Début octobre, la préfecture des Vosges avait annoncé avoir travaillé avec l'Agence de l'eau Rhin-Meuse "à une solution alternative fondée sur l'optimisation des ressources locales" pour préserver la nappe des grès du Trias inférieur (GTI), principale ressource en eau potable de l'est de la Lorraine. Ce scénario alternatif sera présenté vendredi 18 octobre lors d'un comité de bassin.
Une privatisation de l'eau
Environ trois millions de m3 d'eau sont prélevés chaque année dans cette nappe phréatique, située à 100 m de profondeur, par trois communes - Vittel, Contrexéville et Bulgnéville - et trois industriels, dont Nestlé Waters (qui détient les marques Vittel, Contrex, Hépar, Perrier...). Ce réservoir d'eau, de très bonne qualité et faiblement minéralisée, présente un déficit annuel d'un million de m3 et se renouvelle lentement.
Pour rétablir l'équilibre, un projet de canalisations souterraines avait été adopté par la commission locale de l'eau (CLE) en juillet 2018. Il prévoyait d'acheminer 500 000 à un million de m3 d'eau potable, pompés dans des captages distants d'une dizaine de kilomètres, jusqu'aux trois communes, permettant ainsi à Nestlé Waters de conserver son autorisation de prélever annuellement un million de m3. Le collectif eau 88 dénonçait "une privatisation de l'eau par Nestlé", selon l'un de ses membres, Bernard Schmitt.

__Données fournies__.
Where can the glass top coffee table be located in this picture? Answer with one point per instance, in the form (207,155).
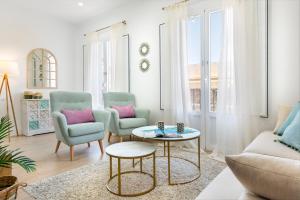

__Travail demandé__.
a - Recopiez tout le passage du texte sur la nappe des Vosges, de « Début octobre, la » jusqu'à « se renouvelle lentement. ».
b - Prolongez le texte sur la nappe des Vosges en reprenant juste après sa dernière phrase.
Ces lignes n'ont aucun rapport avec le texte sur la nappe des Vosges.

__Exercices corrigés__.
a -
Début octobre, la préfecture des Vosges avait annoncé avoir travaillé avec l'Agence de l'eau Rhin-Meuse "à une solution alternative fondée sur l'optimisation des ressources locales" pour préserver la nappe des grès du Trias inférieur (GTI), principale ressource en eau potable de l'est de la Lorraine. Ce scénario alternatif sera présenté vendredi 18 octobre lors d'un comité de bassin.
Une privatisation de l'eau
Environ trois millions de m3 d'eau sont prélevés chaque année dans cette nappe phréatique, située à 100 m de profondeur, par trois communes - Vittel, Contrexéville et Bulgnéville - et trois industriels, dont Nestlé Waters (qui détient les marques Vittel, Contrex, Hépar, Perrier...). Ce réservoir d'eau, de très bonne qualité et faiblement minéralisée, présente un déficit annuel d'un million de m3 et se renouvelle lentement.

b -
Porte-parole de Nestlé, Françoise Bresson souligne la "baisse constante" de ses prélèvements, réduits selon elle "de 30 % depuis 2010" pour être ramenés à "630 000 m3 fin 2019". "On a prévu de les diminuer encore de 5 % en 2020 pour arriver à 600 000 m3", a-t-elle ajouté, interrogée par l'AFP. L'eau puisée dans la nappe des GTI est vendue exclusivement à l'export sous la marque "Bonne source", principalement en Allemagne et en Suisse, où 250 millions et 43 millions de bouteilles ont respectivement été commercialisées en 2018.
"L'enjeu de l'eau"
Le scénario alternatif, présenté au comité de bassin, reposerait sur la mise en place d'un observatoire des ressources en eau, "la priorité donnée aux habitants" et "la recharge rapide de la nappe des GTI", croit savoir M. Schmitt. "On ne peut pas retrouver un équilibre de la nappe sans éliminer une part importante des prélèvements. Depuis trente ans, on a perdu trente million de m3, on ne va pas la reconstruire avec une économie de 100 000 m3", observe Jean-François Fleck, également membre du collectif.
Dans un communiqué, des élus vosgiens réclament "un véritable contrat de territoire afin de revenir sur les fondamentaux, à savoir par ordre de priorité : le retour à l'équilibre de la nappe, le service public de l'eau aux habitants, l'utilisation de l'eau à des fins industrielles". "L'enjeu de l'eau est fondamental, on est minéralier donc on n'a aucun intérêt à assécher une source ou à ne pas être en lien avec notre territoire", souligne Mme Bresson, qui espère "une solution concertée, avec tous les acteurs".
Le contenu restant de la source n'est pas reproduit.